» Texte fourni
Plusieurs partitions inédites ont été proposées à la curiosité des auditeurs à la Bibliothèque nationale de France dans le cadre de sa 2e Saison musicale européenne. Elle n’est d’ailleurs pas encore terminée puisque, le 19 juin à Richelieu (1), un dernier concert réunira Jérôme Guichard et Aline Piboule, qui interpréteront aux côtés de pages de Saint-Saëns, Poulenc et Szatowski une Sonatine pour hautbois et piano de Dutilleux, œuvre de jeunesse dont le manuscrit a été acquis par la BnF en 2020, tout comme celui d’Au gré des ondes (charmant recueil de six miniatures excellemment enregistré il y a peu par Vincent Mussat (2)), au programme également.
 
C’est vers l’Allemagne que se tournait le précédent rendez-vous de la série : un récital de Nicolas Stavy comprenant les Douze variations en ré majeur de Richard Strauss, un inédit dont la BnF vient d’éditer le facsimile du manuscrit.(3) L’auteur n’a que 14 ans lorsqu’il compose un cycle où l’on ne trouve rien encore de l’esthétique à laquelle nous rattachons désormais le compositeur du Rosenkavalier. La partition est construite à partit d’un thème plutôt tendre et naïf, au parfum schumanien, qui regarderait du côté de l’Album pour la jeunesse, nullement de celui des Papillons op. 2, que Nicolas Stavy offre en ouverture de programme, choix justifié par la présence du manuscrit de Schumann (avec le titre orthographié Pappillons ! ) à la BnF. C’est bien plutôt du côté des variations de Mozart et de celles de Beethoven, jusqu’aux Eroica rien au-delà, qu’il faut chercher des influences. La découverte n’est sans doute pas essentielle mais indéniablement savoureuse, d’autant que Nicolas Stavy en offre une interprétation pleine d’étonnement et de vie.

» Travail demandé
(a) Indiquez si chacune des affirmations suivantes concorde avec le texte sur la Saison musicale de la BnF, en justifiant par les mots exacts du texte : (i) le dernier concert de la saison se tiendra le 19 juin à Richelieu ; (ii) la BnF a acquis le manuscrit de la Sonatine de Dutilleux en 2019 ; (iii) Richard Strauss avait 14 ans lorsqu’il a composé les Douze variations.
(b) D’après le texte sur la Saison musicale de la BnF, quelle œuvre Nicolas Stavy place-t-il en ouverture de son programme ?
(c) Poursuivez le texte sur la Saison musicale de la BnF à partir de sa dernière phrase.

» Données

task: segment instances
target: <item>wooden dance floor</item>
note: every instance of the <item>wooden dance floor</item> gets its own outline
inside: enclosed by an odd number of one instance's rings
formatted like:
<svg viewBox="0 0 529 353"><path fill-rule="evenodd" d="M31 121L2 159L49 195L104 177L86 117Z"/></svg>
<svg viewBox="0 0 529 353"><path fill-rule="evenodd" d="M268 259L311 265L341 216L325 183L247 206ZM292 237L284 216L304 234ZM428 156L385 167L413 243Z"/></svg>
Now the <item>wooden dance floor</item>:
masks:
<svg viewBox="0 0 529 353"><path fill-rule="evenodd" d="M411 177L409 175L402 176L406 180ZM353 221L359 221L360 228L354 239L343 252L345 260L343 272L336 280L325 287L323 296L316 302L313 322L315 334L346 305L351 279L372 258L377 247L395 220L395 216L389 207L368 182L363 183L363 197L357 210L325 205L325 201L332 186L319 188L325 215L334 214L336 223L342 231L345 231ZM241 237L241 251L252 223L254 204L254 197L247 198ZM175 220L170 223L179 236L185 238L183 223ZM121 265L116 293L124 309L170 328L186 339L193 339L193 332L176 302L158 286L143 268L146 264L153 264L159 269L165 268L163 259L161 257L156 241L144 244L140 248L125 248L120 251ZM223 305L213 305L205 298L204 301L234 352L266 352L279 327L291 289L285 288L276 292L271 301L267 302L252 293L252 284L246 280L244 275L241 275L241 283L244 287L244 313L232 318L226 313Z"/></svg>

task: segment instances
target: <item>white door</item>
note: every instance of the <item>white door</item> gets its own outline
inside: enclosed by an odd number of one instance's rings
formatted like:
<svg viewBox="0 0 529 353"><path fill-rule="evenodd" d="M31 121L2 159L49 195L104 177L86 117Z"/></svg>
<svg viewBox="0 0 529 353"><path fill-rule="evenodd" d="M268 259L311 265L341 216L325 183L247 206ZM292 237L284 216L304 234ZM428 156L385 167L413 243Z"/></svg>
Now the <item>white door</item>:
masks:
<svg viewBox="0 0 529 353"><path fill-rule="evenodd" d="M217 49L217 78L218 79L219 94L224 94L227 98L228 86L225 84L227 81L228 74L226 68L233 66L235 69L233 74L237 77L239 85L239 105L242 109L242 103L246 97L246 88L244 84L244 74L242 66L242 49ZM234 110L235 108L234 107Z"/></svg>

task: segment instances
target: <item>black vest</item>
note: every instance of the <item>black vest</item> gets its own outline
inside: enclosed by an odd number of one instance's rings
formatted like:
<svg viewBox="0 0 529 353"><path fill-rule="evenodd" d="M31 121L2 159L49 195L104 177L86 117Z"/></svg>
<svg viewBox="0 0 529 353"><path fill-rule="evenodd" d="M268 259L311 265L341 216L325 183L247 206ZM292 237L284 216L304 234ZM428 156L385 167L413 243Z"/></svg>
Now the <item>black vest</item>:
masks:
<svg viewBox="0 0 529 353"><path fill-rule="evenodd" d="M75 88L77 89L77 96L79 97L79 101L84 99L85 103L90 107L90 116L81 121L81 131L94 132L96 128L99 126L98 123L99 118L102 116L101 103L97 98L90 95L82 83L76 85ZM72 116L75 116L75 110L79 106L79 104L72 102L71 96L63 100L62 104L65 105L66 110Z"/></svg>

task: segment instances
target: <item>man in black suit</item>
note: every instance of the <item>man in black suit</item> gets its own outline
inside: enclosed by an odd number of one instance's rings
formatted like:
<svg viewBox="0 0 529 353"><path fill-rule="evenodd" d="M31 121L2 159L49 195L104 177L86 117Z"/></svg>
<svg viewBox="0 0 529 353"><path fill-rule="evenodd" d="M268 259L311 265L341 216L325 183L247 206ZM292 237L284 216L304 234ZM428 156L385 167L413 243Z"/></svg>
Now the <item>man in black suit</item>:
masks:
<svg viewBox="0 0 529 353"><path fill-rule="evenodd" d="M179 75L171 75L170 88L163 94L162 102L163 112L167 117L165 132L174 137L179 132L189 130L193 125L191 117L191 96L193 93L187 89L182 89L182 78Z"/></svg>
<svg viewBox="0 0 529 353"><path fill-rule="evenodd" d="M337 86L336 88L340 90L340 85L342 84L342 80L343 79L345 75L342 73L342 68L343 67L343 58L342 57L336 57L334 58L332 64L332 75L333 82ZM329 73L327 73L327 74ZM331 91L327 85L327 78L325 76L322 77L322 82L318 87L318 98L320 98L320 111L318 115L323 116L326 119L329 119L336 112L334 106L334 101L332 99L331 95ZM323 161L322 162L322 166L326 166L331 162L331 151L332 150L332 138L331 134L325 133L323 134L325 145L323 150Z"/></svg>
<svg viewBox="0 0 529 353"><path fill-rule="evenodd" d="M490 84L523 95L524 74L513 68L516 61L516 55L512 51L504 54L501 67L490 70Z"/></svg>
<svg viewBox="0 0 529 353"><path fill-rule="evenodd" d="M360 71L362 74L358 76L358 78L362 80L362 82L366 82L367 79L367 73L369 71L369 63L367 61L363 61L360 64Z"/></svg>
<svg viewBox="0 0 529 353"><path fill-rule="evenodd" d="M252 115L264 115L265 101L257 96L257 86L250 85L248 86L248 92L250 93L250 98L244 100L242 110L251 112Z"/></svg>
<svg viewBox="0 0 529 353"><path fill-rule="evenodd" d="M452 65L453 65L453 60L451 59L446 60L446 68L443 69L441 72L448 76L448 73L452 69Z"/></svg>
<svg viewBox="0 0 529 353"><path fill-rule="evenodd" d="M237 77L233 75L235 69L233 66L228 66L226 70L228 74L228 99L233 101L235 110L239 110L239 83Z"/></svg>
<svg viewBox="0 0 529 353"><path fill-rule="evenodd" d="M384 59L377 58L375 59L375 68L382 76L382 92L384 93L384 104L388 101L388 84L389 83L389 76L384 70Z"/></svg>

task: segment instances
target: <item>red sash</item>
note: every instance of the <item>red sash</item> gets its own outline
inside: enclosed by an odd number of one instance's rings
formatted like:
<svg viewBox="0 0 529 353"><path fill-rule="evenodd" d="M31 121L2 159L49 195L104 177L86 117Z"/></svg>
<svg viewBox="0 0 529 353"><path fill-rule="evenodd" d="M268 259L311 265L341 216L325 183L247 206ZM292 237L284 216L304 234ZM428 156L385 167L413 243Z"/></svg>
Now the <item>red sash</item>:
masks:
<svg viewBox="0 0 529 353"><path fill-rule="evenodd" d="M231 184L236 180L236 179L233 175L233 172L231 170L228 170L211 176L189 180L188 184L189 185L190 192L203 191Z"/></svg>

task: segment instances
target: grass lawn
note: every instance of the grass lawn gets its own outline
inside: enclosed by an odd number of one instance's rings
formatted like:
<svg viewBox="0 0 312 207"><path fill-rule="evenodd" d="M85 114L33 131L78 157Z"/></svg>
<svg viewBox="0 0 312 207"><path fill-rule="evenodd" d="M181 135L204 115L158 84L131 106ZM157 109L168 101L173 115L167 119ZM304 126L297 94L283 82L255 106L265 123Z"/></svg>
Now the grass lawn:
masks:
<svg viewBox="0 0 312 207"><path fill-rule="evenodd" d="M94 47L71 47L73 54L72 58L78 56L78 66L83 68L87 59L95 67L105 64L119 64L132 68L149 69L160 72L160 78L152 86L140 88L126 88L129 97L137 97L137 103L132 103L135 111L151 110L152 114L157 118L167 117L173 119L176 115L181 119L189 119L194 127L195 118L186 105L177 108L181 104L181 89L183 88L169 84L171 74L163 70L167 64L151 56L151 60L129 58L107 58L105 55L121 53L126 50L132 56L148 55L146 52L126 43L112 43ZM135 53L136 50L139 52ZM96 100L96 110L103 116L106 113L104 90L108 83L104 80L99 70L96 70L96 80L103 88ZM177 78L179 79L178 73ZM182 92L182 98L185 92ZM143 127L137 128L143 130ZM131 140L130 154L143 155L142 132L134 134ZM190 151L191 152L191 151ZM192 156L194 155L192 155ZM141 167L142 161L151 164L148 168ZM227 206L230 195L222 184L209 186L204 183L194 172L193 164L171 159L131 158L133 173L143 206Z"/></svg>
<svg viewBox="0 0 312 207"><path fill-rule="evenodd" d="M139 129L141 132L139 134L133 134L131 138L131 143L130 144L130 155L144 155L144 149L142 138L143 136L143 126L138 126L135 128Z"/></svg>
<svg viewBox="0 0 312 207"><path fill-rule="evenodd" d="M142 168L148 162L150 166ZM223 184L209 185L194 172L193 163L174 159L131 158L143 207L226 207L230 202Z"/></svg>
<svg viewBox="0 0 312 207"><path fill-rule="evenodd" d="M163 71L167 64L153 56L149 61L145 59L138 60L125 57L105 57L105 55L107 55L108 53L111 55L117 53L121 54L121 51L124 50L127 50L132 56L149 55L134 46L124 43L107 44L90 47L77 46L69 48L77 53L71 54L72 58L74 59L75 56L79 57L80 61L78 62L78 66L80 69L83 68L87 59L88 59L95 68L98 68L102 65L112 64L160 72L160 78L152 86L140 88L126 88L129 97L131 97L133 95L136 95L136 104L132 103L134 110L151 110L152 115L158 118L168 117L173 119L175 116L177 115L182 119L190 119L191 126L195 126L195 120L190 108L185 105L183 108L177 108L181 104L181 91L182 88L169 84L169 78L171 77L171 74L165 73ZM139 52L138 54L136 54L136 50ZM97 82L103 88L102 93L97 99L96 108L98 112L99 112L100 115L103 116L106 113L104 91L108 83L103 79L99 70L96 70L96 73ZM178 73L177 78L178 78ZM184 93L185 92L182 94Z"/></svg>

» Corrigé
(a)
(i) Oui : « le 19 juin à Richelieu (1), un dernier concert réunira Jérôme Guichard et Aline Piboule ».
(ii) Non : « dont le manuscrit a été acquis par la BnF en 2020 ».
(iii) Oui : « L’auteur n’a que 14 ans lorsqu’il compose un cycle ».

(b) Les Papillons op. 2 de Schumann.

(c)
 
Outre la tonalité –  ré majeur, ré mineur – la forme variation tient lieu de fil conducteur d’un récital qui comprend aussi les Variations en ré mineur op. 18b de Brahms, adaptation du mouvement lent du Sextuor à cordes op.18 : quel dommage que ne soit pas plus souvent donné cet arrangement pour clavier se dit-on en l’entendant se déployer, avec autant de noblesse dans le lyrisme que de fermeté et d’évidence dans le déroulement. Autre climat avec les Variations sur un thème original en ré majeur op. 21/1 ; « Variations philosophiques » disait Brahms d’une pièce écrite à 23 ans. Stavy sait montrer, avec autant de justesse dans la caractérisation que de tact dans les enchaînements, combien tout y procède de l’harmonie.

La Chaconne en ré mineur de la Partita BWV 1004 de Bach, transcrite pour la main gauche par Brahms (à l’intention de Clara Schumann), suit de façon très cohérente et conclut. On n’a pas entendu interprétation aussi inspirée de cette pièce depuis très longtemps. Pas une crispation au terme d’un programme pourtant exigeant techniquement ; par l’intelligence de la pédalisation, la variété des attaques, le clavier de Nicolas Stavy se fait archet et relance continûment le propos. Le public ne s’y trompe pas et son enthousiasme est gratifié, en bis, du Divertissement à la hongroise de Schubert, d’une poésie et d’un style admirables.

 
Alain Cochard

 Paris, Grand Auditorium de la Bibliothèque François Mitterrand, 26 mai 2023
  

(1) www.bnf.fr/fr/agenda/saint-saens-poulenc-dutilleux
 
(2) 1CD Scala Music SMU008 ( +Ravel : Gaspard de la nuit & Dutilleux : Sonate pour piano)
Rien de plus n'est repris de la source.